▶ [WHAT YOU ARE ASKED TO DO]:
Please output the entries below from the line that contains "Pick out the asphalt" through the final line, reproduced exactly and alone.

▶ [GIVEN INFORMATION]:
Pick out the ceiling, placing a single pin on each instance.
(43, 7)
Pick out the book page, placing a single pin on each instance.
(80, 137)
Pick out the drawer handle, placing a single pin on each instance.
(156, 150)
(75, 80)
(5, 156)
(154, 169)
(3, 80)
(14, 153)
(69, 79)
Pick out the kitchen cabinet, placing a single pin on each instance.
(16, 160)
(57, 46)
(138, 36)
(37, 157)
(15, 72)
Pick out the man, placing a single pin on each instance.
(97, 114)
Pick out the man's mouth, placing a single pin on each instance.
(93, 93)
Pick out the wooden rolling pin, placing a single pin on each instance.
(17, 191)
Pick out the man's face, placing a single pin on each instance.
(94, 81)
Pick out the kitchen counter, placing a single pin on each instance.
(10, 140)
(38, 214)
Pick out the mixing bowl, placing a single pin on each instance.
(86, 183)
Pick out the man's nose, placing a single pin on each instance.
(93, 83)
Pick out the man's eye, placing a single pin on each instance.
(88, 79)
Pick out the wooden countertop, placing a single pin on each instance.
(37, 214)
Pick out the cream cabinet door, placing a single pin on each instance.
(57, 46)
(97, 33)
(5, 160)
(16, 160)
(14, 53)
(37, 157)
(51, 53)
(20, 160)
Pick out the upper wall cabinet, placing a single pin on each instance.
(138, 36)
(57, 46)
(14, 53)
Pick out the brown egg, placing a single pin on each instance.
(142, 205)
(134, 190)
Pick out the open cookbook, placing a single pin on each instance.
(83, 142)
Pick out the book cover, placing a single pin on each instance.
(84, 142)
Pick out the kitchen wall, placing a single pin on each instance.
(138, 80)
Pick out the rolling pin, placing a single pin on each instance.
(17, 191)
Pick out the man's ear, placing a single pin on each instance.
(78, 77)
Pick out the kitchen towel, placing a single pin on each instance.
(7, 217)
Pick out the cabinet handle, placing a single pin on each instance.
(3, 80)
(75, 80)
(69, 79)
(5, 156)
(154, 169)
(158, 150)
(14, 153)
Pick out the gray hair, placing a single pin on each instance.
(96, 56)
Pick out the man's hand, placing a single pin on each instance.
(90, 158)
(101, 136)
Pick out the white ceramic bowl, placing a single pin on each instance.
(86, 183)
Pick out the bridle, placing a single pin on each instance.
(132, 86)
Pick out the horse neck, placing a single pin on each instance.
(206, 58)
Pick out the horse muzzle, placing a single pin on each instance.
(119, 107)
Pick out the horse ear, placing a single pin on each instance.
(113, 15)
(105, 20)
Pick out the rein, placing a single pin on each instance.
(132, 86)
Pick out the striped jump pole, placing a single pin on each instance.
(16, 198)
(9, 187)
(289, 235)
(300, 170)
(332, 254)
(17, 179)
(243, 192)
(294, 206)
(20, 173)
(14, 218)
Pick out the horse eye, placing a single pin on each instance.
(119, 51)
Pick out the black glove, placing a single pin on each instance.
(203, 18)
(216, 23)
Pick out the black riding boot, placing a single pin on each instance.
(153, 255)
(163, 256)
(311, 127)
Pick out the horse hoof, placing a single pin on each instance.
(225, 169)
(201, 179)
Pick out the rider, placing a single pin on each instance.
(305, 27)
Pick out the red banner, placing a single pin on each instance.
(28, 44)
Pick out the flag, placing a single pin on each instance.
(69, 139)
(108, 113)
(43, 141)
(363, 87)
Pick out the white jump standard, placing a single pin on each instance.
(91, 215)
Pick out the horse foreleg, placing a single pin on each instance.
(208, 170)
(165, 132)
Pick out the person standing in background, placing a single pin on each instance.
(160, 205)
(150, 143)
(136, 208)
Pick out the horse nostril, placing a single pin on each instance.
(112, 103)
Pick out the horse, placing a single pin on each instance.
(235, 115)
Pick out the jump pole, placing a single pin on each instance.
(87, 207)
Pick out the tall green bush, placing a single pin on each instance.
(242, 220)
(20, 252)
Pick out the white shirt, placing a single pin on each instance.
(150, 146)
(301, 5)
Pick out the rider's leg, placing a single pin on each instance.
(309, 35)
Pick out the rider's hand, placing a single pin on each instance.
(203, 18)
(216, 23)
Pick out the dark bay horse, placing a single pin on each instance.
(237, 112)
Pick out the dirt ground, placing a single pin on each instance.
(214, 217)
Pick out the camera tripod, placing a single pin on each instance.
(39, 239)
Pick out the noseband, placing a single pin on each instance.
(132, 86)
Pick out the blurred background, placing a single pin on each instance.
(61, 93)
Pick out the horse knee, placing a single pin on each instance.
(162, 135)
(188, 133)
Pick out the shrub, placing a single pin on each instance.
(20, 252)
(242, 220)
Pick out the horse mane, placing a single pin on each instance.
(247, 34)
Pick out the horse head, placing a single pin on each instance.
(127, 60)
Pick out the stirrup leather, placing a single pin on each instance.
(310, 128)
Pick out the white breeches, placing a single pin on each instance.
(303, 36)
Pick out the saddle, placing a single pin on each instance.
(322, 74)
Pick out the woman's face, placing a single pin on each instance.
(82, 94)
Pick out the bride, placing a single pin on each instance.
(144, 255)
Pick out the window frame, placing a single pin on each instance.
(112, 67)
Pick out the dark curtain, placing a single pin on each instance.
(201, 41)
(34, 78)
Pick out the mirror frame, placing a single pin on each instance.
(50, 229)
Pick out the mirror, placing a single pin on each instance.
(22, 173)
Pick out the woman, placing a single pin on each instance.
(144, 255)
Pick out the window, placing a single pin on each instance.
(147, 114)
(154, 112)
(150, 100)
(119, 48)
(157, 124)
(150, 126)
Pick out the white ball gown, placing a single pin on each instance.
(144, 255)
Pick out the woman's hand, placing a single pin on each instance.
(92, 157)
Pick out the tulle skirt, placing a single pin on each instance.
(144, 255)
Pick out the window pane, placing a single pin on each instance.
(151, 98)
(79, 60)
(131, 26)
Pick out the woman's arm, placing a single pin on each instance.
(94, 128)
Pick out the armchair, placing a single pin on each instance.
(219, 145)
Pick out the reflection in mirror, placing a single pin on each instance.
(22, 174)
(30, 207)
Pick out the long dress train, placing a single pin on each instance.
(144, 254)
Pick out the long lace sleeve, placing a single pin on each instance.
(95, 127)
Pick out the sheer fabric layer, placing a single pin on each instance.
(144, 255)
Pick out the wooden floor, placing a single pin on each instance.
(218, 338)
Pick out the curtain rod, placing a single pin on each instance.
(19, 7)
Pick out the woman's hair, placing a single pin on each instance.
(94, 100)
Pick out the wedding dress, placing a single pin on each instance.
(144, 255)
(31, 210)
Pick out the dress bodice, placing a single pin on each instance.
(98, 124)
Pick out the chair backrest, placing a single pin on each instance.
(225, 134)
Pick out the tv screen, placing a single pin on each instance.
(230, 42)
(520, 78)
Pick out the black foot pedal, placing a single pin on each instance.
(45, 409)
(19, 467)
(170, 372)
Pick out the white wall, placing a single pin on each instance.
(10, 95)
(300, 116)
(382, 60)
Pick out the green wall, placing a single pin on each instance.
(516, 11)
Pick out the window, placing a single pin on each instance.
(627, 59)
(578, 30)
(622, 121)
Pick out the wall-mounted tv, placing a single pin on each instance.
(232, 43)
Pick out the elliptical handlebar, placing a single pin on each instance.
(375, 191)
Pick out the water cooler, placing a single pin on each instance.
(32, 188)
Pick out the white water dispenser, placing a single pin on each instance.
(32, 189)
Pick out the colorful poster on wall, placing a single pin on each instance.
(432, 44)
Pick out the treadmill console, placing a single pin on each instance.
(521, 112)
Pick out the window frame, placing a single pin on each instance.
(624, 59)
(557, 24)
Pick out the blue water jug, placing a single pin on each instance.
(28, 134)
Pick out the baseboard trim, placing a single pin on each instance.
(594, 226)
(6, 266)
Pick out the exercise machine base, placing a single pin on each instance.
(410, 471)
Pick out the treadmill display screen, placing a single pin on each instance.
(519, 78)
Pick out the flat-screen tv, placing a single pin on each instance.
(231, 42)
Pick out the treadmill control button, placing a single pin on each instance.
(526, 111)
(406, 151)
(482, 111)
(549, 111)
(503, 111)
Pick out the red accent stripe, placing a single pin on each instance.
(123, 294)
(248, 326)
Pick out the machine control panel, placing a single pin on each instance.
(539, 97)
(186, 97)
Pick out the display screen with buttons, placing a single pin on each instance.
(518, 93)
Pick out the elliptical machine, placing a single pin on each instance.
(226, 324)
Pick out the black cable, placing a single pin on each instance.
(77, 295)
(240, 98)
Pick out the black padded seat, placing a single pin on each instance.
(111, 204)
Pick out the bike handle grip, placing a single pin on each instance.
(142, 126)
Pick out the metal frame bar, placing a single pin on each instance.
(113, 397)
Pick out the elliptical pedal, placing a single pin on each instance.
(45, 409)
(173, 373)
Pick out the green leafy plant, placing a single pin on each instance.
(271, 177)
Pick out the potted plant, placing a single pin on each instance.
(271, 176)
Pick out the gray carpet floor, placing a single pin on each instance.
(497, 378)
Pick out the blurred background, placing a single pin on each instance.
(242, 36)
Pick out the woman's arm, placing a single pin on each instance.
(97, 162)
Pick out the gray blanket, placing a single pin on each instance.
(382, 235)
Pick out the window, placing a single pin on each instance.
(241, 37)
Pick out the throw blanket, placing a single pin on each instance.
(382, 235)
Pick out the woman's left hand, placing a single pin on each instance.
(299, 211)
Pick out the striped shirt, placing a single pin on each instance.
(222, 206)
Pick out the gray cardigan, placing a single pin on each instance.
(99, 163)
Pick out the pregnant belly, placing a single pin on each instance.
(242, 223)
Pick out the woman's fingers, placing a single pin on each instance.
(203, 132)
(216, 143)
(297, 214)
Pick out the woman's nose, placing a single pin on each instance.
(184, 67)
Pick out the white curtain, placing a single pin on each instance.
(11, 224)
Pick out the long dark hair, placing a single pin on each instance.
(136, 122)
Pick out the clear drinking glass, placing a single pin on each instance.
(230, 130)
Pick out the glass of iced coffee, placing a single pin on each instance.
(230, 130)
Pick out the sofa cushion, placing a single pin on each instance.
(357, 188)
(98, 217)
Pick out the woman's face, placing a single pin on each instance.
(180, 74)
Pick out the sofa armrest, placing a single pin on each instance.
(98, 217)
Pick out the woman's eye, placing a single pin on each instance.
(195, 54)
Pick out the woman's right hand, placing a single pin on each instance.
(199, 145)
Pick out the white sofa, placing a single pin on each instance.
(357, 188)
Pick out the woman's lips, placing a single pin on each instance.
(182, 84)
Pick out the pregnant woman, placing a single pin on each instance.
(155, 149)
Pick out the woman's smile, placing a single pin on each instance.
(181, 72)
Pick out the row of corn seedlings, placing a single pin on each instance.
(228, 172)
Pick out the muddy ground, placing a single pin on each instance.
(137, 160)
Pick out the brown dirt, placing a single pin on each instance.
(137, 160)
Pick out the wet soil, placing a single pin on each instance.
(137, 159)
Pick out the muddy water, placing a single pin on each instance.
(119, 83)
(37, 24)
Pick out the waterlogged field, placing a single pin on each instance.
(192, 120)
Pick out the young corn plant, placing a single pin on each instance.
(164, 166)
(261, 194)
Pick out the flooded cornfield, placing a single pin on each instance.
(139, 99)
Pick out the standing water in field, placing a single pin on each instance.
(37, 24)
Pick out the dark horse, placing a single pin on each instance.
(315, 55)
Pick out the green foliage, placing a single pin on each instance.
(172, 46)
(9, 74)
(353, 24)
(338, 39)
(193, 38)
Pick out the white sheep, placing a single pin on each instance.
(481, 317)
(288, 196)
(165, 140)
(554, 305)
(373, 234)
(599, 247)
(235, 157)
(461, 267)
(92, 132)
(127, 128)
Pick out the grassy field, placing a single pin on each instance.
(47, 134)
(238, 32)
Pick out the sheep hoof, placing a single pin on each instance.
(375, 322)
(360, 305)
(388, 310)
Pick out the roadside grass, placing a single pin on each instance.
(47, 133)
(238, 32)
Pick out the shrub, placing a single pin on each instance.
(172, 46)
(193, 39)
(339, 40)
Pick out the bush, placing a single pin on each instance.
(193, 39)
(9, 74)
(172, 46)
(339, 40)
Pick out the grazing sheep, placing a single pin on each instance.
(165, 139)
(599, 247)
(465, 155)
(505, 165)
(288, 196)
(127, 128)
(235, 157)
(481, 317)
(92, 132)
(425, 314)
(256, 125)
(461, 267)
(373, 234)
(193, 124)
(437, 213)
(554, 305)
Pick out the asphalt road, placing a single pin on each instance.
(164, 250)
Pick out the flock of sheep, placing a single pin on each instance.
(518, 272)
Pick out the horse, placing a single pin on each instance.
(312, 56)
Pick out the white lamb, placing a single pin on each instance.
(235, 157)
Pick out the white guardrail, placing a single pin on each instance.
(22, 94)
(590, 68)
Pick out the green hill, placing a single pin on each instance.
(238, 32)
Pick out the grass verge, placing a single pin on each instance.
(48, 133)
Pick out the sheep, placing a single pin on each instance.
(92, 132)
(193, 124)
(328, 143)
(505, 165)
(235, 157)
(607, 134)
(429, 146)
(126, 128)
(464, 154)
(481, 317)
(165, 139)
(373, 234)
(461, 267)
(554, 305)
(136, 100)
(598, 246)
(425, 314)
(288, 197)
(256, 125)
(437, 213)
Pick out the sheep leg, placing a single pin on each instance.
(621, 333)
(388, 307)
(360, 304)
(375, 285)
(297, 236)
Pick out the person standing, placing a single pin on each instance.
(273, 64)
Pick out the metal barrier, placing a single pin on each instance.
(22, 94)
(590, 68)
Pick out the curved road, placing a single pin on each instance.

▶ [RESULT FOR THIS EXERCISE]:
Pick out the asphalt road, placing a single pin on each instance.
(164, 250)
Pick out the flock of sheep, placing a single pin on each instance.
(518, 272)
Pick out the horse, placing a single pin on each instance.
(312, 56)
Pick out the white lamb, placing a single pin on each instance.
(235, 157)
Pick out the white guardrail, placing a single pin on each instance.
(22, 94)
(590, 68)
Pick out the green hill, placing a single pin on each instance.
(238, 32)
Pick out the grass verge, placing a single pin on each instance.
(48, 133)
Pick out the sheep, placing a single pin on each instance.
(92, 132)
(193, 124)
(328, 143)
(505, 165)
(235, 157)
(607, 134)
(429, 146)
(126, 128)
(464, 154)
(481, 317)
(165, 139)
(373, 234)
(461, 267)
(554, 305)
(136, 100)
(598, 246)
(425, 314)
(288, 197)
(256, 125)
(437, 213)
Pick out the sheep leg, placing a single pin on each instance.
(621, 333)
(388, 307)
(360, 304)
(375, 285)
(297, 236)
Pick out the person standing, placing a single pin on each instance.
(273, 64)
Pick out the metal barrier, placing a single pin on each instance.
(22, 94)
(590, 68)
Pick out the curved road, placing a single pin on each instance.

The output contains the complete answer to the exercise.